"Could We End Preventable Heart Disease in Our Lifetime?" Novartis leaders explore at TIME100 Health event

If we look beyond the latest health trends, a healthy heart is the true key to more life in every year. Novartis US President Victor Bultó explains why preventing cardiovascular disease is the longevity breakthrough that matters.

Mar 11, 2026

Longevity has emerged as a major focus across health and wellness conversations in recent years. Around the world, people are searching for ways to extend both lifespan and healthspan – through new technologies, diets, and lifestyles. Thousands of people flock to longevity summits, and social feeds are filled with advice on cold plunges, peptides, and cellular reprogramming. 

But amid the excitement, Novartis US President Victor Bultó offered a different perspective. One of the most powerful secrets for living longer, better lives is not futuristic — it’s something we already have. 

“The biggest lever to longevity beats in our chest,” Bultó said. “[And] technology that can add, on average, 10 years of good life to about half the people sitting in this room already exists. It's broadly available and it's broadly affordable. So why aren’t we using it at scale?,” he asked the health leaders gathered at the TIME100 Health Impact Dinner in New York City on February 19, 2026.

The biggest lever to longevity beats in our chest. And technology that can add, on average, 10 years of good life to about half the people sitting in this room already exists.

- Novartis US President Victor Bultó

It was a challenge that reframed the conversation around longevity. 

Bultó’s message was clear: Preventing cardiovascular disease using the tools we have is the key to helping people live longer, healthier lives. But individual efforts alone won’t end preventable heart disease. Instead, we need to complement medical science with social science to make prevention compelling, accessible, and easy for everyone. And we need to rewire economic incentives to make prevention the default rather than the exception in healthcare. Novartis is committed to helping convene stakeholders across the healthcare ecosystem to help drive this movement. 

Heart Health Is Central to Longevity and Healthy Aging 

Heart health plays a central role in how long and how fully we live. A healthy heart supports the brain, slows cellular aging, and helps preserve energy and independence, which can make longer lives more meaningful. If your heart is healthy, you can gain more years doing the things that matter most — time with family, shared experiences, and everyday moments that define a life well lived.  

And yet, despite decades of scientific and medical progress, cardiovascular disease remains the number one killer worldwide. Even though 80% of cardiovascular disease could be prevented with available medicines and lifestyle changes, one person in the US dies from cardiovascular disease every 34 seconds1,2

So, the issue isn’t a lack of tools. What’s missing is collective action. 

The High Price of Focusing on Sickness Rather than Prevention 

Novartis US President Victor Bultó
Victor Bultó speaks at the Time 100 Health Impact Dinner about advancing cardiovascular care and long-term health outcomes.

Advances in medicine, data, genetics, and artificial intelligence now allow us to predict risk, personalize interventions, and act long before most people experience a cardiovascular crisis.  

At Novartis, we have helped to advance the scientific understanding of cardiovascular disease and deliver breakthrough innovations for the past four decades, always guided by the needs of the patients we serve. By building on leading science and technology and going further to push what’s possible so more people benefit, we’re using the latest innovations, such as xRNA therapies, to tackle real-world problems where significant unmet needs exist. 

Between proven treatments, new technologies, and emerging medical and behavioral science, society has an unprecedented ability to predict and prevent cardiovascular disease and death.  

But Bultó reminded us that breakthroughs only matter if we have systems that are built to use them.
● ● ● ● ● ● ●
● Goal of the exercise
Reproduce, word for word, the passage of the heart disease article between "The High Price" and "unmet needs exist.", inclusive.
● ● ● ● ● ● ●
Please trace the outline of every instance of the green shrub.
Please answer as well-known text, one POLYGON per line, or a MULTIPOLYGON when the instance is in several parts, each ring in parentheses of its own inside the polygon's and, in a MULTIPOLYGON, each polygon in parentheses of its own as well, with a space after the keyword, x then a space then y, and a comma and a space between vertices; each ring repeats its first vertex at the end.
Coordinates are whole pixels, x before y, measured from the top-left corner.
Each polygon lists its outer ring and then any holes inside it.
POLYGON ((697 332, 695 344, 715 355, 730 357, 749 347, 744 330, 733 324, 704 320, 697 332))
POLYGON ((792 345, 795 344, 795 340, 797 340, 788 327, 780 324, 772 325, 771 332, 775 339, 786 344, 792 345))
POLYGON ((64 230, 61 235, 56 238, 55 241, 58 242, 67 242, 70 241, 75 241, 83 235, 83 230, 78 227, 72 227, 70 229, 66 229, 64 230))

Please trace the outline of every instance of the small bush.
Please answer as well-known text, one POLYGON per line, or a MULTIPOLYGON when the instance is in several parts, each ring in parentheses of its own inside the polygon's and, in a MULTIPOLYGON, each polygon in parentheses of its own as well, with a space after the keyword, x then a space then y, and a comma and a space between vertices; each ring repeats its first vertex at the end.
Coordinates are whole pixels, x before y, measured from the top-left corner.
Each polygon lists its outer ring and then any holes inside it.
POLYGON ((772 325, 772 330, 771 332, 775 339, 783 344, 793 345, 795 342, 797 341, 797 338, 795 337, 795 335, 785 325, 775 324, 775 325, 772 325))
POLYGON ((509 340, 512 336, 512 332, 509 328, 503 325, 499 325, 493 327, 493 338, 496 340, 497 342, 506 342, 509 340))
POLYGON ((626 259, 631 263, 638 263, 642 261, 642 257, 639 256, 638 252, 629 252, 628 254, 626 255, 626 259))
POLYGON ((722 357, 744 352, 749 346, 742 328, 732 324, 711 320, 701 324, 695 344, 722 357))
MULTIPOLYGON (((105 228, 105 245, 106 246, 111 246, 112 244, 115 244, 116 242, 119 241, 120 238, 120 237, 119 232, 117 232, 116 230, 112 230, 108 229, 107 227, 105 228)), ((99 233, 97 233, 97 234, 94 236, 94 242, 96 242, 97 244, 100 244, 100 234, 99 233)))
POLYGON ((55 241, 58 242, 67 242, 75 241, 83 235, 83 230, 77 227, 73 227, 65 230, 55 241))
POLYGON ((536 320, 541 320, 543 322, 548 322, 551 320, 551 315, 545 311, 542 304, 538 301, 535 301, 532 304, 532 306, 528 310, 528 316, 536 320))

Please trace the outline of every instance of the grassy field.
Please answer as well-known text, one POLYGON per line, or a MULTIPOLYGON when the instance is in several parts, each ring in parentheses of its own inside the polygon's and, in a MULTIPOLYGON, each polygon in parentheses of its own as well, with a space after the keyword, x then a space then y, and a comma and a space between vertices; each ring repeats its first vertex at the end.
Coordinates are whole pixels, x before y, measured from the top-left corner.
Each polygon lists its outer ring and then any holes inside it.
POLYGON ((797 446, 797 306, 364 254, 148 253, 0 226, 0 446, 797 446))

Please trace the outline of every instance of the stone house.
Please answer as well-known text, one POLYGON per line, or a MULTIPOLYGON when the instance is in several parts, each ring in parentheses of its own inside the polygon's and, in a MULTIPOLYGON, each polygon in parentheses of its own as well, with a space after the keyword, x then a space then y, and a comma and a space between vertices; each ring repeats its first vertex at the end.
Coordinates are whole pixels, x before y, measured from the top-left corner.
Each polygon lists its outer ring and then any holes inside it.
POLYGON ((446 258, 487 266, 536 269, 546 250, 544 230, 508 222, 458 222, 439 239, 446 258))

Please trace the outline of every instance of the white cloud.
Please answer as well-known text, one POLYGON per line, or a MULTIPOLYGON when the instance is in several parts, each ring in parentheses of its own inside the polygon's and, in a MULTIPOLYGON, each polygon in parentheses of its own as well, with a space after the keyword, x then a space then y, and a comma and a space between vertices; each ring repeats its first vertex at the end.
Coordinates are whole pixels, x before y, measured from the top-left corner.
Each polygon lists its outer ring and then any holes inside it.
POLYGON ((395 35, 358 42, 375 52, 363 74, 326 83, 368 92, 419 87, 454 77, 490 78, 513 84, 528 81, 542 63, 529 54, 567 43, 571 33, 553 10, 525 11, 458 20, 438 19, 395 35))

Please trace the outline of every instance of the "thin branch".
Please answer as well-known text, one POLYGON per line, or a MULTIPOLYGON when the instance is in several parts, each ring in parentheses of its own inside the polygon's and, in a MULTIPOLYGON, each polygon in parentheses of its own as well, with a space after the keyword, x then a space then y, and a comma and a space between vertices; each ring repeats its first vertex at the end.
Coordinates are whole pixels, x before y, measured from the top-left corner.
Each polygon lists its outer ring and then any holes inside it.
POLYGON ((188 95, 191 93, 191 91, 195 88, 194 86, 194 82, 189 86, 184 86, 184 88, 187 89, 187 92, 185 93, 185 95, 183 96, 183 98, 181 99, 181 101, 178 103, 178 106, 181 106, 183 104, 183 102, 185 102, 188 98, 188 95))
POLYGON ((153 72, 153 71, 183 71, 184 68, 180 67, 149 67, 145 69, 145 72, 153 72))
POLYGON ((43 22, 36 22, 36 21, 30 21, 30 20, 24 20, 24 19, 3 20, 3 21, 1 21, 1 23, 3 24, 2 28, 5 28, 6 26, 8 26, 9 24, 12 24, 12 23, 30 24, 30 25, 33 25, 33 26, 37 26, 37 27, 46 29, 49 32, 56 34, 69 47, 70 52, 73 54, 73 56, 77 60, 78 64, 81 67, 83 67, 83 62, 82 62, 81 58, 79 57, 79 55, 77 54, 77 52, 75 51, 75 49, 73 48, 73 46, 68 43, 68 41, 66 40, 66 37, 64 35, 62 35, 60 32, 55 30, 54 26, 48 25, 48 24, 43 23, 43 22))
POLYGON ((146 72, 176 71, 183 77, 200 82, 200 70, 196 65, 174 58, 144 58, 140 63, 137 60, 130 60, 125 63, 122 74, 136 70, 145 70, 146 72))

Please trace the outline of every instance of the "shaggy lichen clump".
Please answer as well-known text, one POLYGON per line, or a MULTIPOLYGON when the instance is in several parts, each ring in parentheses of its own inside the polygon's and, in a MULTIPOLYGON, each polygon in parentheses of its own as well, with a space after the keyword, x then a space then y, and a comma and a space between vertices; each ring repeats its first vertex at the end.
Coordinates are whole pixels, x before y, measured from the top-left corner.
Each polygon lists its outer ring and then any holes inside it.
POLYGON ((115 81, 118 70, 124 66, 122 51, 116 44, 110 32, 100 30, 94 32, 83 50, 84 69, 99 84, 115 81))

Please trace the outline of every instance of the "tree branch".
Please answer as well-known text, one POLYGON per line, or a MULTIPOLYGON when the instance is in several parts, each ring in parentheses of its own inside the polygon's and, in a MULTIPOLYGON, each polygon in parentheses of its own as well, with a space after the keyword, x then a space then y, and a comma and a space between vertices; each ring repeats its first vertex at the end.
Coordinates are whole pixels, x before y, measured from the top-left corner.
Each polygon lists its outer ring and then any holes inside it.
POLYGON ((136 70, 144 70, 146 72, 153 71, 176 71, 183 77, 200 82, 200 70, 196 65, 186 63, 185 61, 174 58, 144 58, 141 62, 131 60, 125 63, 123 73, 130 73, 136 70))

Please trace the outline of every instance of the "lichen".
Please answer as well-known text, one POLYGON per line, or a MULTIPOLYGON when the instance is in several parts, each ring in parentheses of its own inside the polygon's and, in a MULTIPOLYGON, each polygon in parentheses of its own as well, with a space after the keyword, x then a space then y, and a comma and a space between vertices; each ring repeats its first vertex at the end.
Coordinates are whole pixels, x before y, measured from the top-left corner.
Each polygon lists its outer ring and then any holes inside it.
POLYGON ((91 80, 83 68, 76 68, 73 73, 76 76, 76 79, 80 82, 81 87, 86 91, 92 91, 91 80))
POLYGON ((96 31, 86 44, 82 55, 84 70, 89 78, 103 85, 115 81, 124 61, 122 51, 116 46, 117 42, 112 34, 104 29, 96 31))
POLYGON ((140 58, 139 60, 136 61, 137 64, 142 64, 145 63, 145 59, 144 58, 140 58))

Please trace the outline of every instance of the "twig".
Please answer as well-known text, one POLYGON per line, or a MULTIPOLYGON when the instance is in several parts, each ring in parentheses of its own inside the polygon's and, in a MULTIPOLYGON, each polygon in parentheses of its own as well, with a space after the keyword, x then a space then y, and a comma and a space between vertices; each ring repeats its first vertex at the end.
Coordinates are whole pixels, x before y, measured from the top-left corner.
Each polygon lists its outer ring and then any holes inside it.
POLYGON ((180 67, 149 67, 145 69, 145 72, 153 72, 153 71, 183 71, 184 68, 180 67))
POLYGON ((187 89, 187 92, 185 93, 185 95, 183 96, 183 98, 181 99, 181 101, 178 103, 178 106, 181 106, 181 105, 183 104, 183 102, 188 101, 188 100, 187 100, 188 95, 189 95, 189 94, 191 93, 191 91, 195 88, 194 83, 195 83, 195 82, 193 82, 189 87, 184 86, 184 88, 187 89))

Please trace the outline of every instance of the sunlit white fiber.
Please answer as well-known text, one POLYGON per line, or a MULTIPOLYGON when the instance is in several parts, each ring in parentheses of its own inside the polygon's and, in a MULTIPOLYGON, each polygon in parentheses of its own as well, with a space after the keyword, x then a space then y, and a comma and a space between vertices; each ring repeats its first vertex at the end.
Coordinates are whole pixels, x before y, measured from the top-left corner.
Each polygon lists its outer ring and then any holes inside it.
● ● ● ● ● ● ●
● Answer for this exercise
The High Price of Focusing on Sickness Rather than Prevention 

Novartis US President Victor Bultó
Victor Bultó speaks at the Time 100 Health Impact Dinner about advancing cardiovascular care and long-term health outcomes.

Advances in medicine, data, genetics, and artificial intelligence now allow us to predict risk, personalize interventions, and act long before most people experience a cardiovascular crisis.  

At Novartis, we have helped to advance the scientific understanding of cardiovascular disease and deliver breakthrough innovations for the past four decades, always guided by the needs of the patients we serve. By building on leading science and technology and going further to push what’s possible so more people benefit, we’re using the latest innovations, such as xRNA therapies, to tackle real-world problems where significant unmet needs exist.